## Prompt
Which lines of the records contain "pearl"? Collect every one of them.

## Input data
·····
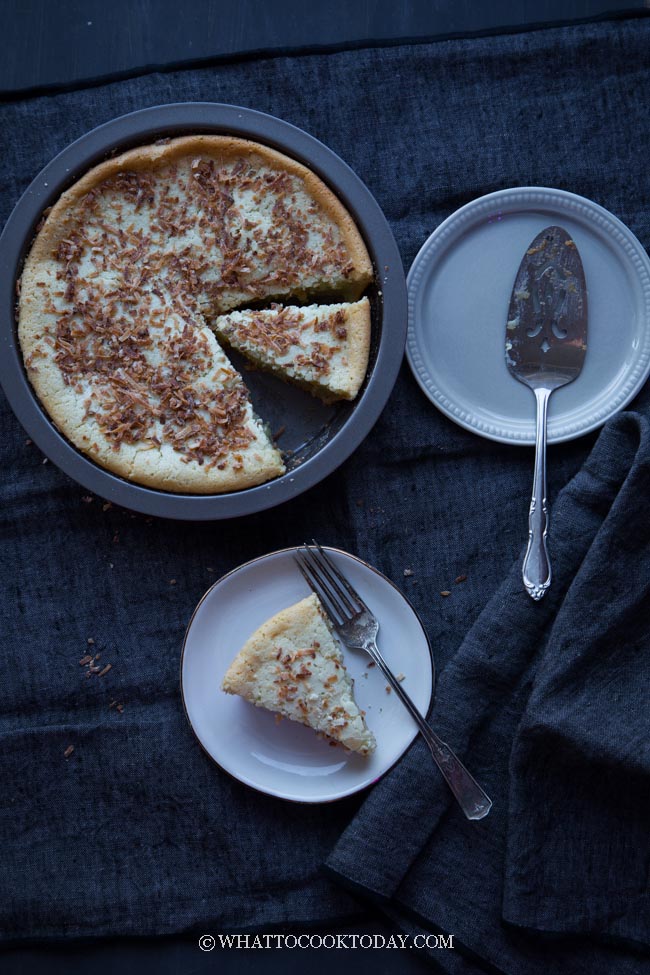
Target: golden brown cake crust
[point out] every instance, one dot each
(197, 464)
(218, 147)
·····
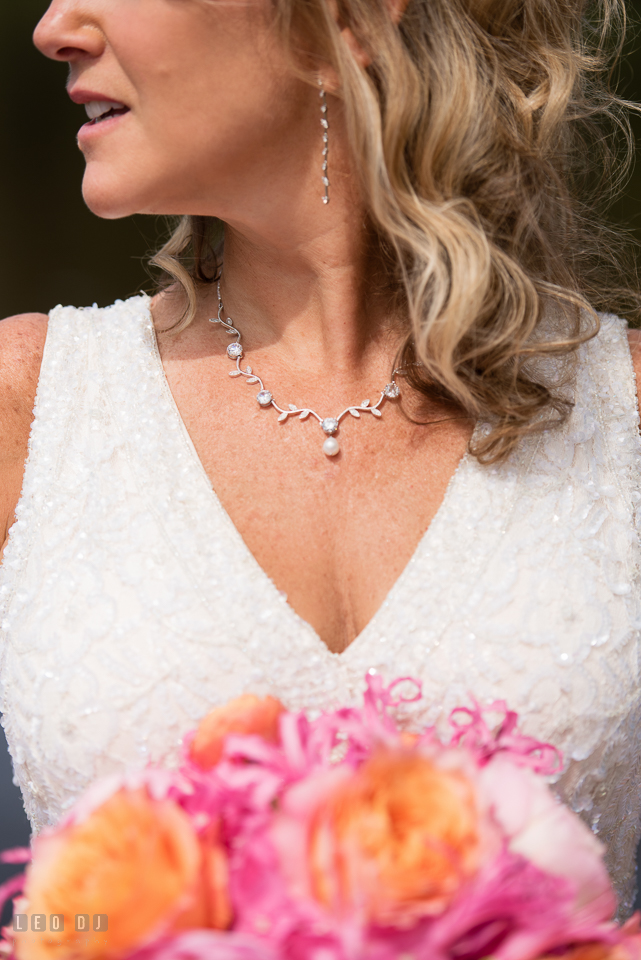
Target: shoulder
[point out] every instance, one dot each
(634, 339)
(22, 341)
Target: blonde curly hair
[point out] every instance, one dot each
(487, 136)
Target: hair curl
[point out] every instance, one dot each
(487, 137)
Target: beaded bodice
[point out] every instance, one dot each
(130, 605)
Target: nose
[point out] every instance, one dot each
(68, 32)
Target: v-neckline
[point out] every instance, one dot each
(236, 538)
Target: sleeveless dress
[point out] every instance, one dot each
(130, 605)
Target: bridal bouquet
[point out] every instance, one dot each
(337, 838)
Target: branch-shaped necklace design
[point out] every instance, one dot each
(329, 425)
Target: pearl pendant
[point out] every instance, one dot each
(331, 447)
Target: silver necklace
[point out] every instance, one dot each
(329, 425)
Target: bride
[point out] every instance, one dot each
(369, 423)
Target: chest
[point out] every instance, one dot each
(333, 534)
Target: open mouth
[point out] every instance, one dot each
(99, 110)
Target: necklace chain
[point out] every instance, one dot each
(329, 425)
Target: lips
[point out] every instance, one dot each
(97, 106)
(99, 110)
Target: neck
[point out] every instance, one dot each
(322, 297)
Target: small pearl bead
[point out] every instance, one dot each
·····
## Task solution
Target: pearl pendant
Target: small pearl bead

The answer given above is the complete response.